▶ _Objective a_
Answer these questions about the sausage stuffing recipe:
(i) What oven temperature does the recipe call for?
(ii) How many servings does it make?
(iii) How much chicken broth goes into it?

This stuffing mixes savory ground pork sausage, aromatic herbs, and cubes of day‑old bread soaked in chicken broth and butter. Baked until the top is lightly browned, it’s the kind of side dish people go back for seconds of.
Prep Time20 minutes
Cook Time40 minutes
Total Time1 hour
Course: Side Dish
Cuisine: American
Servings: 8 Servings
Calories: 1021kcal
Author: Wendy

Equipment

  • large skillet
  • 9x13 baking dish
  • Large bowl
  • aluminum foil

Ingredients

  • 1 pound ground pork sausage
  • 1 large onion diced
  • 3 celery stalks diced
  • 2 cloves garlic minced
  • 1 tablespoon fresh sage chopped (or 1 teaspoon dried)
  • 1 teaspoon fresh thyme chopped (or ½ teaspoon dried)
  • 1 teaspoon salt
  • ½ teaspoon black pepper
  • 10 cups cubed day-old bread about 1 loaf
  • 2 ½ cups chicken broth
  • 2 tablespoons butter melted

Instructions

  • Preheat oven to 350°F. Grease a 9x13-inch baking dish.
  • In a large skillet over medium heat, cook the sausage until browned, breaking it into crumbles. Remove with a slotted spoon and set aside.
    Cooked ground sausage in a white skillet, surrounded by bowls of cubed bread, melted butter, chopped onion, celery, and broth on a white surface.
  • In the same skillet, sauté onion and celery until softened, about 5 minutes. Add garlic, sage, thyme, salt, and pepper, cooking 1 more minute.

▶ _Objective b_
Pull out every line of the entries that contains the string "pole".

▶ _Excerpts from point annotation data_
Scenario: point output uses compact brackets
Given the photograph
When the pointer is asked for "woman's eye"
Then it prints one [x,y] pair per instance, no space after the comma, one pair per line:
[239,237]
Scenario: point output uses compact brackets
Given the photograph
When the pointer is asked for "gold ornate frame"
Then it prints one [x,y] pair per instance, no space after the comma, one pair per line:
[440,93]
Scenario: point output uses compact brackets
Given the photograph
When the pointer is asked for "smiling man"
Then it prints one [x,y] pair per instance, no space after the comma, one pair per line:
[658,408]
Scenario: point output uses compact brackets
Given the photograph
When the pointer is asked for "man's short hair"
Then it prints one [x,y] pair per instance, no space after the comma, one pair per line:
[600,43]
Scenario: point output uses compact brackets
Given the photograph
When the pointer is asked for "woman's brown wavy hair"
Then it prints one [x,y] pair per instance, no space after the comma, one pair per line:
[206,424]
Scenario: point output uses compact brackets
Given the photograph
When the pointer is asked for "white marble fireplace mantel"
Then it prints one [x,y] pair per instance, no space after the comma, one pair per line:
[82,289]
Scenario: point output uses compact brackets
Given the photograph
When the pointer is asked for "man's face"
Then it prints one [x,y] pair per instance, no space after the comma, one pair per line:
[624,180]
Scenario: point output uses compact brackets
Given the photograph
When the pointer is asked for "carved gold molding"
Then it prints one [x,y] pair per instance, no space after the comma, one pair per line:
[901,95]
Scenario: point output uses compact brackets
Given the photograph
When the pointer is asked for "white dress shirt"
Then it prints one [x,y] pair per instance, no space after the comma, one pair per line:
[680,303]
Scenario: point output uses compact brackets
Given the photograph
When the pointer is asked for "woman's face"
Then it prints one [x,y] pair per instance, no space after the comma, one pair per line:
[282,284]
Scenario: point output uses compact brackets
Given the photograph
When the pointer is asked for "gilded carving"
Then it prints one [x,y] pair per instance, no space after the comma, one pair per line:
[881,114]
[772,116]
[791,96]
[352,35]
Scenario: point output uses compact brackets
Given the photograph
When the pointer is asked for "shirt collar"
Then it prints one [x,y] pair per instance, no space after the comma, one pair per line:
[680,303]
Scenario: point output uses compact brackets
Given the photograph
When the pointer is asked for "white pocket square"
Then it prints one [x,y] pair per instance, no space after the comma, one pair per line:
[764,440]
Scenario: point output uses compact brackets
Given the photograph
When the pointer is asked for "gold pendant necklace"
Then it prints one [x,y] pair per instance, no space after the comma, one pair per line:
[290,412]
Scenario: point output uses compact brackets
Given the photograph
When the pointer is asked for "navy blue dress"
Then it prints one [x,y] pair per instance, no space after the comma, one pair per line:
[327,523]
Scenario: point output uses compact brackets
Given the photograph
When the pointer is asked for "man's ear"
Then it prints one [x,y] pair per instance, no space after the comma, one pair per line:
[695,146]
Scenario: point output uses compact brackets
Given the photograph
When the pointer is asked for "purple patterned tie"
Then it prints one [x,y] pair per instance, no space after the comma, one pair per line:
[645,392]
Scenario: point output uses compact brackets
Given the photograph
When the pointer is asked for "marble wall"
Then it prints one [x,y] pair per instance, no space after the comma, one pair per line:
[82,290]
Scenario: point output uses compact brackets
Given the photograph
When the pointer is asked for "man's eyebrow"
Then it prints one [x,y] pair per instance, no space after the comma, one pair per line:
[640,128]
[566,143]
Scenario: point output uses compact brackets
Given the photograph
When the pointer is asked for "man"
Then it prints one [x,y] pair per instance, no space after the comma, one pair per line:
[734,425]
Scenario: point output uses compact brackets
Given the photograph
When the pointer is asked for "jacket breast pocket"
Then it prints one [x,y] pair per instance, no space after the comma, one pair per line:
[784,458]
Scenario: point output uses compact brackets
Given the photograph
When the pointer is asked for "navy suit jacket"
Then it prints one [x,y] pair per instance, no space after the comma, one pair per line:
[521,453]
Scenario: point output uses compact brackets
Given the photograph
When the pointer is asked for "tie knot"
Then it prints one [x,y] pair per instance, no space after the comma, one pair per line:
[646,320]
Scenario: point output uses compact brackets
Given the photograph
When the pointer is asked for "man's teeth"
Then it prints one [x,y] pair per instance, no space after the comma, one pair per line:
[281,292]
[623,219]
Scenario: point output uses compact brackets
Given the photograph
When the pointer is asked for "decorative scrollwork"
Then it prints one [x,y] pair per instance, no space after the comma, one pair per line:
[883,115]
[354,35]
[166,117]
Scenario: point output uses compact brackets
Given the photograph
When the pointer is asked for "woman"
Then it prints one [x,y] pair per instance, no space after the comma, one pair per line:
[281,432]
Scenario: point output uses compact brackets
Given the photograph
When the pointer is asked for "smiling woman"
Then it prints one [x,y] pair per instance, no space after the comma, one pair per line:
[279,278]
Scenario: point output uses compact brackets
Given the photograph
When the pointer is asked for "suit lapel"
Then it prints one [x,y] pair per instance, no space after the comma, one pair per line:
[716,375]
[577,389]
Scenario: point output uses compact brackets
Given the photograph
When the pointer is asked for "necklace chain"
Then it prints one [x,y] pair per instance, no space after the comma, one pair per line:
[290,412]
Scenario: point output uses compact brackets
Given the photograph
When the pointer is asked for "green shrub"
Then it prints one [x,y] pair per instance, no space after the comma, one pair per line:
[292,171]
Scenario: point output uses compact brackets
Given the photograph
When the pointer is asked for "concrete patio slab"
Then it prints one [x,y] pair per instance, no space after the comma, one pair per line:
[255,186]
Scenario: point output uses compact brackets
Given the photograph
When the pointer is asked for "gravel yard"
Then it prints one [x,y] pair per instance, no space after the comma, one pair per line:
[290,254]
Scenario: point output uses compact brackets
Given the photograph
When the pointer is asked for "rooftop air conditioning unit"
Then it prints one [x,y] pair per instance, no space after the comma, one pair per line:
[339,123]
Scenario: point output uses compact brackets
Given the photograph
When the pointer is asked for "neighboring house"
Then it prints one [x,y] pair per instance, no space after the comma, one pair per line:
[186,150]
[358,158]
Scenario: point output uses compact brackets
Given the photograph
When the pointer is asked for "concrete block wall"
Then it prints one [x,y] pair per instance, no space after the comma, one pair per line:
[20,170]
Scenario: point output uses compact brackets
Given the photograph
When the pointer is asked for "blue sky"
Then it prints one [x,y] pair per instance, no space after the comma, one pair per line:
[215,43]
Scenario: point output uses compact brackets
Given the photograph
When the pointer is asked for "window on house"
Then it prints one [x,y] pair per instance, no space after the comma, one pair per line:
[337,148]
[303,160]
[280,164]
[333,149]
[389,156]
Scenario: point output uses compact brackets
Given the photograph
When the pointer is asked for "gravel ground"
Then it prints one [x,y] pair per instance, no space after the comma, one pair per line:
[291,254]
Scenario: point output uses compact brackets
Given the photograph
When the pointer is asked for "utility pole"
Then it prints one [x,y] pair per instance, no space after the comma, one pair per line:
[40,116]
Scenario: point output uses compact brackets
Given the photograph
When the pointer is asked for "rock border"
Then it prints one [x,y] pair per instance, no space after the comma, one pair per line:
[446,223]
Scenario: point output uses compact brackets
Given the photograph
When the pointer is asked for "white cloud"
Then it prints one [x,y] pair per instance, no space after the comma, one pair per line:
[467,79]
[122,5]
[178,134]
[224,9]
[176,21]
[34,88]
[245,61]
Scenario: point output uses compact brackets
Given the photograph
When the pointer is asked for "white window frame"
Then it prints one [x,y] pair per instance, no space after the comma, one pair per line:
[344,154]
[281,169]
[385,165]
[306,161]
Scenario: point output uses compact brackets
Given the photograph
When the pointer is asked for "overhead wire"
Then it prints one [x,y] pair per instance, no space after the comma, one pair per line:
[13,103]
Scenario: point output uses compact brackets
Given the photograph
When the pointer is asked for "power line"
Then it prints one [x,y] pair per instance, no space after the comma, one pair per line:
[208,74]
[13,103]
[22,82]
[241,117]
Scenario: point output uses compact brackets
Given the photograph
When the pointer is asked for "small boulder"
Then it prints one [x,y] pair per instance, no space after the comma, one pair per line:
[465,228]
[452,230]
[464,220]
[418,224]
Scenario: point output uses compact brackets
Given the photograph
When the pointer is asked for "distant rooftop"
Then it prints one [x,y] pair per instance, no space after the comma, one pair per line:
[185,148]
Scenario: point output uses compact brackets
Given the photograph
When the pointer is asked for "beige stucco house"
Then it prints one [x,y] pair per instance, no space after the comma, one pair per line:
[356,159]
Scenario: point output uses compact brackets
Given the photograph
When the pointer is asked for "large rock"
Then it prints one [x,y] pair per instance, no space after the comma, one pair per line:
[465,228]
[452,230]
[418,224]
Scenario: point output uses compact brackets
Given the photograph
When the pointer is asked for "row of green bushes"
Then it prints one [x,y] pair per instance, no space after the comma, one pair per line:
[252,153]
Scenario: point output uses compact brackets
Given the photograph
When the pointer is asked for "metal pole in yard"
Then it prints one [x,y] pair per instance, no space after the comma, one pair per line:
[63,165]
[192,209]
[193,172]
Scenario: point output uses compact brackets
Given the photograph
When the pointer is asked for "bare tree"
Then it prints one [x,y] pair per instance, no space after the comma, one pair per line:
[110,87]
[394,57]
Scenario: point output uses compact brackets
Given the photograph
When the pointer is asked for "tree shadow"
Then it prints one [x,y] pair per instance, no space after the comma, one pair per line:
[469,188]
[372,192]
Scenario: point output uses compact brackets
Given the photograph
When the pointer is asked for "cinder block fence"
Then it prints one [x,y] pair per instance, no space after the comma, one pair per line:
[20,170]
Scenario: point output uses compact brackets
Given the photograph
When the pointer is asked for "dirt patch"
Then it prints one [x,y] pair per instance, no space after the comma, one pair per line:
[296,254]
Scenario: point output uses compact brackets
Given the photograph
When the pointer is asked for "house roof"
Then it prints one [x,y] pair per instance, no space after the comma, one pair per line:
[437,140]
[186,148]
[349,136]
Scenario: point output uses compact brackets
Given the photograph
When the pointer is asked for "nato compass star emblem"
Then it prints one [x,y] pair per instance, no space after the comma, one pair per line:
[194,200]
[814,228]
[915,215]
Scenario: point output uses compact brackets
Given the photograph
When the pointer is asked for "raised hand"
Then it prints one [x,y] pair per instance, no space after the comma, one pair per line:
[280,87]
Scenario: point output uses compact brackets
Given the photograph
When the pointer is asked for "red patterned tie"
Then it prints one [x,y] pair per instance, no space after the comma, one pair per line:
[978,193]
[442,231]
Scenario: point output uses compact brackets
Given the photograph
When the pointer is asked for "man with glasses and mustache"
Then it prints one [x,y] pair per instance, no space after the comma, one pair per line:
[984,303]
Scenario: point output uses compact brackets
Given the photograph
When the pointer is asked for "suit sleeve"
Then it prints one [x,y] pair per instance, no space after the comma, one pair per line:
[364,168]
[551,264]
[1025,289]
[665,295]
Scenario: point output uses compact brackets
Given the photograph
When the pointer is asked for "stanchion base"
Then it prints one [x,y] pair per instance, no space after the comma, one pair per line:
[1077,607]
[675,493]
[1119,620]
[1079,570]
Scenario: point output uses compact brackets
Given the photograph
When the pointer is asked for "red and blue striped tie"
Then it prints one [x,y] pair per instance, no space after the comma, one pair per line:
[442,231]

▶ _Problem solution a_
(i) 350°F
(ii) 8 servings
(iii) 2 ½ cups

▶ _Problem solution b_
When the pointer is asked for "utility pole"
When the pointer is asked for "metal pole in yard"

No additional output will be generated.